EXERCISE DIRECTIONS:
Among the lines below, copy exactly those from the one with "point: white island" through the one with "point: dark metal", counting both ends.
-------- PROVIDED ENTRIES --------
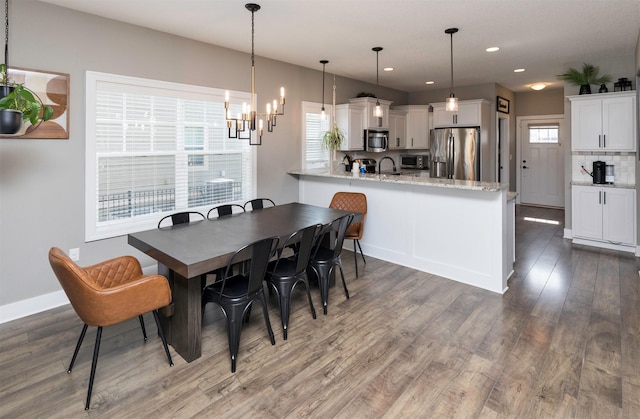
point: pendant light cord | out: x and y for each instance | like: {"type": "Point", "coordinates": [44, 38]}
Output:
{"type": "Point", "coordinates": [6, 34]}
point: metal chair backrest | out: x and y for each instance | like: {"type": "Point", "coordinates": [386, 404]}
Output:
{"type": "Point", "coordinates": [181, 217]}
{"type": "Point", "coordinates": [258, 253]}
{"type": "Point", "coordinates": [333, 233]}
{"type": "Point", "coordinates": [301, 242]}
{"type": "Point", "coordinates": [224, 210]}
{"type": "Point", "coordinates": [258, 203]}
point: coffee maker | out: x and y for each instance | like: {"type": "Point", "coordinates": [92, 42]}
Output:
{"type": "Point", "coordinates": [599, 172]}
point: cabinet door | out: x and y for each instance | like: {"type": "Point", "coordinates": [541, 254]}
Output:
{"type": "Point", "coordinates": [586, 125]}
{"type": "Point", "coordinates": [418, 128]}
{"type": "Point", "coordinates": [586, 203]}
{"type": "Point", "coordinates": [468, 114]}
{"type": "Point", "coordinates": [618, 128]}
{"type": "Point", "coordinates": [442, 117]}
{"type": "Point", "coordinates": [619, 215]}
{"type": "Point", "coordinates": [350, 120]}
{"type": "Point", "coordinates": [397, 131]}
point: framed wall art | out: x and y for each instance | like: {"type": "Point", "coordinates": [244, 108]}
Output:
{"type": "Point", "coordinates": [53, 90]}
{"type": "Point", "coordinates": [503, 104]}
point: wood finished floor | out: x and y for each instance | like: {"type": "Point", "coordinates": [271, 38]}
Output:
{"type": "Point", "coordinates": [563, 342]}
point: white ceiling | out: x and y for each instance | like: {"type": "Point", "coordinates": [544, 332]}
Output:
{"type": "Point", "coordinates": [542, 36]}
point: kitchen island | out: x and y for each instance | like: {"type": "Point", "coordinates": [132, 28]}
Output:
{"type": "Point", "coordinates": [461, 230]}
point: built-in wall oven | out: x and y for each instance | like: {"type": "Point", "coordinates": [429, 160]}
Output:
{"type": "Point", "coordinates": [376, 141]}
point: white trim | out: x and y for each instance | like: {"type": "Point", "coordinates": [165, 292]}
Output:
{"type": "Point", "coordinates": [24, 308]}
{"type": "Point", "coordinates": [31, 306]}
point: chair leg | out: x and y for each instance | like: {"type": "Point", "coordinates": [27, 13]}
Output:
{"type": "Point", "coordinates": [144, 331]}
{"type": "Point", "coordinates": [94, 363]}
{"type": "Point", "coordinates": [265, 312]}
{"type": "Point", "coordinates": [361, 254]}
{"type": "Point", "coordinates": [313, 310]}
{"type": "Point", "coordinates": [346, 291]}
{"type": "Point", "coordinates": [75, 353]}
{"type": "Point", "coordinates": [355, 256]}
{"type": "Point", "coordinates": [161, 333]}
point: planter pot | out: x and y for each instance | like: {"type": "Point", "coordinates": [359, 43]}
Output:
{"type": "Point", "coordinates": [5, 90]}
{"type": "Point", "coordinates": [585, 89]}
{"type": "Point", "coordinates": [10, 121]}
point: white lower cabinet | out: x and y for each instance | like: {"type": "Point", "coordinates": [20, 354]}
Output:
{"type": "Point", "coordinates": [604, 214]}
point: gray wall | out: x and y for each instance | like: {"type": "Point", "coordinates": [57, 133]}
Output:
{"type": "Point", "coordinates": [42, 182]}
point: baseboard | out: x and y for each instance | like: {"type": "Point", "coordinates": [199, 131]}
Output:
{"type": "Point", "coordinates": [45, 302]}
{"type": "Point", "coordinates": [31, 306]}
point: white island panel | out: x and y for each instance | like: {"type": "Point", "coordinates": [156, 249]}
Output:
{"type": "Point", "coordinates": [456, 233]}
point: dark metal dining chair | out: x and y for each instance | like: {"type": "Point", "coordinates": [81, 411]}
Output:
{"type": "Point", "coordinates": [224, 210]}
{"type": "Point", "coordinates": [258, 203]}
{"type": "Point", "coordinates": [181, 218]}
{"type": "Point", "coordinates": [235, 293]}
{"type": "Point", "coordinates": [326, 255]}
{"type": "Point", "coordinates": [284, 273]}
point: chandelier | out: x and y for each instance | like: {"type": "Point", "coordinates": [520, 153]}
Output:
{"type": "Point", "coordinates": [249, 125]}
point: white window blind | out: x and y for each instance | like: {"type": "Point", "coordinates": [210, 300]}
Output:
{"type": "Point", "coordinates": [544, 133]}
{"type": "Point", "coordinates": [313, 128]}
{"type": "Point", "coordinates": [154, 148]}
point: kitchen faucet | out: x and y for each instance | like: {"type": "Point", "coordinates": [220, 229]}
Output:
{"type": "Point", "coordinates": [392, 162]}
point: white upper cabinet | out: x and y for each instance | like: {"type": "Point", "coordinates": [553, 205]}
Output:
{"type": "Point", "coordinates": [603, 122]}
{"type": "Point", "coordinates": [350, 120]}
{"type": "Point", "coordinates": [397, 130]}
{"type": "Point", "coordinates": [469, 114]}
{"type": "Point", "coordinates": [417, 133]}
{"type": "Point", "coordinates": [369, 104]}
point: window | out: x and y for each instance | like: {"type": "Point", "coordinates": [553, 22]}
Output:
{"type": "Point", "coordinates": [154, 148]}
{"type": "Point", "coordinates": [313, 127]}
{"type": "Point", "coordinates": [544, 134]}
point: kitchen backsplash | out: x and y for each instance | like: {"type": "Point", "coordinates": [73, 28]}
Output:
{"type": "Point", "coordinates": [624, 166]}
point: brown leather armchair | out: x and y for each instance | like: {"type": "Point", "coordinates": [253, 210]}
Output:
{"type": "Point", "coordinates": [108, 293]}
{"type": "Point", "coordinates": [357, 203]}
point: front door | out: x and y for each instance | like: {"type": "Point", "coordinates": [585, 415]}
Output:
{"type": "Point", "coordinates": [542, 161]}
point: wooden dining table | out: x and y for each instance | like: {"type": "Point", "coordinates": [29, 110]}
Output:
{"type": "Point", "coordinates": [187, 251]}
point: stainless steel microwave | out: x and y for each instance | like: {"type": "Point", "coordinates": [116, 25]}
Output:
{"type": "Point", "coordinates": [414, 161]}
{"type": "Point", "coordinates": [376, 141]}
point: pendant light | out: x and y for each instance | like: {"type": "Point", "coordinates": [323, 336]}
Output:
{"type": "Point", "coordinates": [452, 100]}
{"type": "Point", "coordinates": [323, 114]}
{"type": "Point", "coordinates": [377, 112]}
{"type": "Point", "coordinates": [245, 126]}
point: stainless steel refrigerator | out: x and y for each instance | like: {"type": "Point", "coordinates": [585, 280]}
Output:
{"type": "Point", "coordinates": [455, 153]}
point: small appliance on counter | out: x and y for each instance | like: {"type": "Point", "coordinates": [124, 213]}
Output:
{"type": "Point", "coordinates": [599, 169]}
{"type": "Point", "coordinates": [609, 176]}
{"type": "Point", "coordinates": [376, 140]}
{"type": "Point", "coordinates": [414, 161]}
{"type": "Point", "coordinates": [369, 165]}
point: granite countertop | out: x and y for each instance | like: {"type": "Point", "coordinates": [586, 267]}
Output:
{"type": "Point", "coordinates": [408, 177]}
{"type": "Point", "coordinates": [604, 185]}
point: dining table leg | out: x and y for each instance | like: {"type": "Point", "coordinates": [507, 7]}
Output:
{"type": "Point", "coordinates": [182, 324]}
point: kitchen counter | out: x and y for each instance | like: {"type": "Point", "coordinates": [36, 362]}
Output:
{"type": "Point", "coordinates": [461, 230]}
{"type": "Point", "coordinates": [604, 185]}
{"type": "Point", "coordinates": [409, 177]}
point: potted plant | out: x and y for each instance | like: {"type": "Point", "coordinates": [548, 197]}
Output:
{"type": "Point", "coordinates": [584, 78]}
{"type": "Point", "coordinates": [331, 140]}
{"type": "Point", "coordinates": [19, 105]}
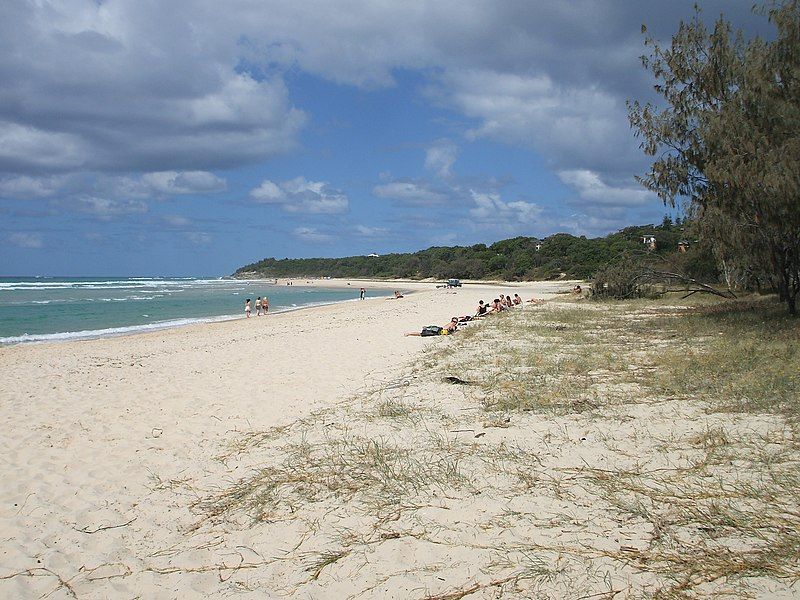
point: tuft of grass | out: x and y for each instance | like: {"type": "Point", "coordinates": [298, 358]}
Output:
{"type": "Point", "coordinates": [350, 469]}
--------
RESPONSE TO THIS EXERCISE:
point: white island panel | out: x and y for each instance | like: {"type": "Point", "coordinates": [156, 249]}
Output:
{"type": "Point", "coordinates": [456, 233]}
point: dark metal dining chair | out: x and y for each instance | like: {"type": "Point", "coordinates": [81, 411]}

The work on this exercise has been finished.